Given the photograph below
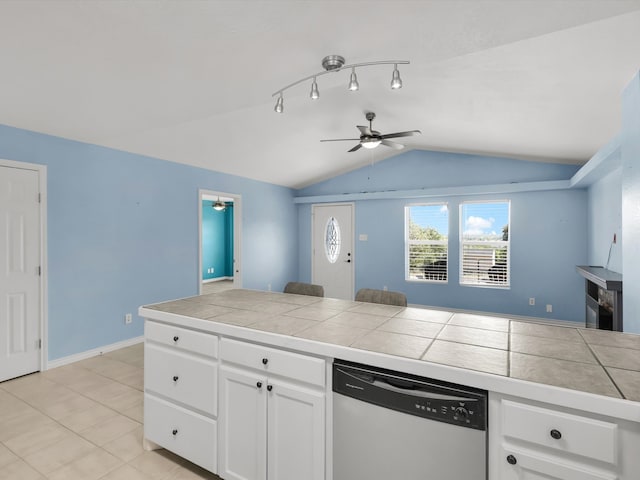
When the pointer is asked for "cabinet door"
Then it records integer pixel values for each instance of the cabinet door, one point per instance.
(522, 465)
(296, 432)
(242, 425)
_ _ _ _
• [Given exercise]
Return every row above word for word, leaving out the pictures.

• [Task solution]
Given the photograph below
When the pointer is asked for "cabinet door"
Then it records integer pixel values for each instance of the cabinet door, one point per instance.
(522, 465)
(296, 432)
(242, 425)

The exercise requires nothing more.